**SUPPLIED INFORMATION**.
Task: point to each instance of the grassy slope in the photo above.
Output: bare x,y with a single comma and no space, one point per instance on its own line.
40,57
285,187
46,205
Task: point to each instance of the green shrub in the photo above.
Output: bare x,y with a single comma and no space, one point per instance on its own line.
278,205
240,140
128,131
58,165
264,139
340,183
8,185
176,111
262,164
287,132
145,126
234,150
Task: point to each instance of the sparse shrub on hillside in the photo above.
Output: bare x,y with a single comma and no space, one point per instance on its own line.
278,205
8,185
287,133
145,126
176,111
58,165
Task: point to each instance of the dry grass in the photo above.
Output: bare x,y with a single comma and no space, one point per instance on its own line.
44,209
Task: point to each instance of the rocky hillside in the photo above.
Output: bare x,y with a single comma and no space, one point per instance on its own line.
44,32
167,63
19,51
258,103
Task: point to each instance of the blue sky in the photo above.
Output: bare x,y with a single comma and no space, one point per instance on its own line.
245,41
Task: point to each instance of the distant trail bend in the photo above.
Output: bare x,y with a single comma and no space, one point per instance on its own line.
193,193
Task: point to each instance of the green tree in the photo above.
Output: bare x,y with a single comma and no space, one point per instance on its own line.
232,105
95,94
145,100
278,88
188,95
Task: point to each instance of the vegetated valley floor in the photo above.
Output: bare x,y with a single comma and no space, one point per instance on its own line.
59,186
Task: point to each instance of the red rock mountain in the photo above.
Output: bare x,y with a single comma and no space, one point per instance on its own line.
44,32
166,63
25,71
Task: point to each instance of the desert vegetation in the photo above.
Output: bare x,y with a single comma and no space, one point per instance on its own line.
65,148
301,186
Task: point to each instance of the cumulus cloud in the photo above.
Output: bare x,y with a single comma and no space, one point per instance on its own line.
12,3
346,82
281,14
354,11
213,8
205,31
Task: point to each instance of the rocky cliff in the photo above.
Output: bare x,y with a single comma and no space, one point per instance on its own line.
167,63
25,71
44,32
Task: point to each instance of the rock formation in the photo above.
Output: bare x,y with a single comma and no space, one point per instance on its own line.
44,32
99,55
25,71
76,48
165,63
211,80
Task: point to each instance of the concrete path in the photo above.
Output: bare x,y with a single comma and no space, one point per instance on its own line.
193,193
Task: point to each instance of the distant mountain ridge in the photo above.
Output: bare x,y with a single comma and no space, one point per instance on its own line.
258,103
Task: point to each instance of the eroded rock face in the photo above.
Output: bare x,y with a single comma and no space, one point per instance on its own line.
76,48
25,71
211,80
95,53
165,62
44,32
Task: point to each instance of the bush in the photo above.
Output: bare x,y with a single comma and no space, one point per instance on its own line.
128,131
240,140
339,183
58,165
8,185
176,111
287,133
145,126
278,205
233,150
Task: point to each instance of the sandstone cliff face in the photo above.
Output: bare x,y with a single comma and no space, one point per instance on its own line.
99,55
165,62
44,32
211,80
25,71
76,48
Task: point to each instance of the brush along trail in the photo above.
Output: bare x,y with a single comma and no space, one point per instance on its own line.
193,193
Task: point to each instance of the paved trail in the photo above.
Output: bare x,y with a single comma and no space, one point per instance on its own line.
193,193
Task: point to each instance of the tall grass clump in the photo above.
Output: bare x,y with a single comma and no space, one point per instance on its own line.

--

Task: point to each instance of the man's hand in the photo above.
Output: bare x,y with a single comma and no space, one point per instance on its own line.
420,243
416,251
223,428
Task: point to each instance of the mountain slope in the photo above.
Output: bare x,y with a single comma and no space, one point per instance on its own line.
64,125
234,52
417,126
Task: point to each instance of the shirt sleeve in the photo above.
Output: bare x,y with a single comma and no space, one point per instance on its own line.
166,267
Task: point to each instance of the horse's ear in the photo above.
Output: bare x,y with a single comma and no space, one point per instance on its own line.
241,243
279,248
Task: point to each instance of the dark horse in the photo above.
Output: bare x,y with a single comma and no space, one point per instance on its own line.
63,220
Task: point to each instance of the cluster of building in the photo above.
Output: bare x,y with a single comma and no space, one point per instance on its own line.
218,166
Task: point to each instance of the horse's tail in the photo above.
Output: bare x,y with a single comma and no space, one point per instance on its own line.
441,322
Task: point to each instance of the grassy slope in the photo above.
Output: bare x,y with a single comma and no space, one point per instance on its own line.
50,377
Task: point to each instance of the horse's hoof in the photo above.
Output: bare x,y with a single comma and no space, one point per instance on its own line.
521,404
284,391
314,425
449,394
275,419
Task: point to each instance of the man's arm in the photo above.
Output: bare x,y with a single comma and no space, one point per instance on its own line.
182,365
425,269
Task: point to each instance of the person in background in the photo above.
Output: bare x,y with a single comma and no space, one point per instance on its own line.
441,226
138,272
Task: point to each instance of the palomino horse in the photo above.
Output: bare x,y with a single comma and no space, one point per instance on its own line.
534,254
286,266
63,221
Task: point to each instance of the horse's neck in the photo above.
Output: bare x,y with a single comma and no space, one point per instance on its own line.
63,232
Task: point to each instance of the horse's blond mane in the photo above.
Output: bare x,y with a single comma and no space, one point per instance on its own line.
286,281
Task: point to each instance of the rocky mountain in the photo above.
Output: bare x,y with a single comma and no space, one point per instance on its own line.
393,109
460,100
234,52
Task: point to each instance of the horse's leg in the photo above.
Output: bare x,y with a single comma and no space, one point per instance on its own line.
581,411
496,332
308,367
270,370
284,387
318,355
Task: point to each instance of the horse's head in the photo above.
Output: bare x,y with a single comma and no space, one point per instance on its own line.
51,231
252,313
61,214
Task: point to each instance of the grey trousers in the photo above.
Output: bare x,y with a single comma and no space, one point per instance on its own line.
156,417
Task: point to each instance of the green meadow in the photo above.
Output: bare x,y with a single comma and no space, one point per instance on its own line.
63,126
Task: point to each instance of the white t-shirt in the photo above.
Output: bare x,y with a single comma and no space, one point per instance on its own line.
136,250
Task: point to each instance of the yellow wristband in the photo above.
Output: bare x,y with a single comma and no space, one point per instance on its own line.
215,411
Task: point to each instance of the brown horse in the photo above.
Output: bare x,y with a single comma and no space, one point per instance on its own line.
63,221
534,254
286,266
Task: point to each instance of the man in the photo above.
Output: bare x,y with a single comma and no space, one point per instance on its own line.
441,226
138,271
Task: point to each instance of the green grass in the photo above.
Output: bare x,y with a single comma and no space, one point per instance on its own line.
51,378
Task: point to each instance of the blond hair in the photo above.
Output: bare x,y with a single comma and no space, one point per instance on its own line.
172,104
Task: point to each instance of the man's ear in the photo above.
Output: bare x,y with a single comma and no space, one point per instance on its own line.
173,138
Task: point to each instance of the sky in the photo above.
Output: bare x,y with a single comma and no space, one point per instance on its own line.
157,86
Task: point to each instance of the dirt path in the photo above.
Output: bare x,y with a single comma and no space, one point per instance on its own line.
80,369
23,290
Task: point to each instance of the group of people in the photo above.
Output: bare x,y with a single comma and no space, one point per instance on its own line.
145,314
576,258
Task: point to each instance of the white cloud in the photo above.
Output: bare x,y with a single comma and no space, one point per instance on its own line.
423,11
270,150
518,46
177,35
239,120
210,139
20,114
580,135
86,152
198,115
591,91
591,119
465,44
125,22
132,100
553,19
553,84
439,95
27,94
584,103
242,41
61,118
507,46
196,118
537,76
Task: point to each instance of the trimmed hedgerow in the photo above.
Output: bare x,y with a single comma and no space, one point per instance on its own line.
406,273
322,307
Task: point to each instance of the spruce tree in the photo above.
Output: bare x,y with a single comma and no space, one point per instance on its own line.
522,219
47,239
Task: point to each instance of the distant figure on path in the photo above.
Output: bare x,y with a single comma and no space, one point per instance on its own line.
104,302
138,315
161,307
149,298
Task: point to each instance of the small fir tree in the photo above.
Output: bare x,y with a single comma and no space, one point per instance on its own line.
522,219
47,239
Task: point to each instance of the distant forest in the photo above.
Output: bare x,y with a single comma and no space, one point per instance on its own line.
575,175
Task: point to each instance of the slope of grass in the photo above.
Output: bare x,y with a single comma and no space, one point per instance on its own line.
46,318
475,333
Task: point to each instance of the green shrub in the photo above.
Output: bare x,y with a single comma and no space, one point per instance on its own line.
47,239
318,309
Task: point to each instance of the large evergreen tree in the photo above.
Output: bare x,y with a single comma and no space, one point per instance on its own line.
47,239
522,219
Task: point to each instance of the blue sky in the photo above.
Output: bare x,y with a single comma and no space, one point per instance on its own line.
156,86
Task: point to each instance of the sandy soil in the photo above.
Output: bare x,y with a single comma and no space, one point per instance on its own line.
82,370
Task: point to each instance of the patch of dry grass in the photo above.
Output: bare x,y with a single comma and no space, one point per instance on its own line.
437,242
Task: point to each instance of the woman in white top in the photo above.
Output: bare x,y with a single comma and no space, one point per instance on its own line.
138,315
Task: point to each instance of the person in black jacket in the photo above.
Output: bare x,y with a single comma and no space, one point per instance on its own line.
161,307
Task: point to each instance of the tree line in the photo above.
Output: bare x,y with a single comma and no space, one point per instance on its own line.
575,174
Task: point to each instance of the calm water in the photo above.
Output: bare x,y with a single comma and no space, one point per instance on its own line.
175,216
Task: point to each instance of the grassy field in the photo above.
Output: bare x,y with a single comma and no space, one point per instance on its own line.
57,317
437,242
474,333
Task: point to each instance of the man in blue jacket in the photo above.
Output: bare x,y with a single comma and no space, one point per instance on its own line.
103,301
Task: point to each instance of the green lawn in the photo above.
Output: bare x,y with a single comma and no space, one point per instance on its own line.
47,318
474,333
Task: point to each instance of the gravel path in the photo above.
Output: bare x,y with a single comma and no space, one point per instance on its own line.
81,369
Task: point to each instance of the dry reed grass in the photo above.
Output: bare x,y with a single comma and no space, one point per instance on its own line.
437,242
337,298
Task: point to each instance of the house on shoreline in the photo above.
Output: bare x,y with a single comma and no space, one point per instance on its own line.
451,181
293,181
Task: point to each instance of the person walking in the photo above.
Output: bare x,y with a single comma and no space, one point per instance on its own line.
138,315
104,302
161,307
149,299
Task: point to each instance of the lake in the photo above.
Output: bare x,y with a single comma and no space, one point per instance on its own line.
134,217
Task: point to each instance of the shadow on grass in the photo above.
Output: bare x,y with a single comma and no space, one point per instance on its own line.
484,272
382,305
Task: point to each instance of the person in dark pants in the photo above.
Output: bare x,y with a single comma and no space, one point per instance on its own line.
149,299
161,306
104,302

**WHAT YOU ARE ASKED TO DO**. Show each line in the records above that contains the word "shirt", copying every such line in full.

**WRITTEN SOLUTION**.
Task: point to each instance of the shirt sleeve in the photo above.
Task: point to each instance of the white t-shirt in the photo above.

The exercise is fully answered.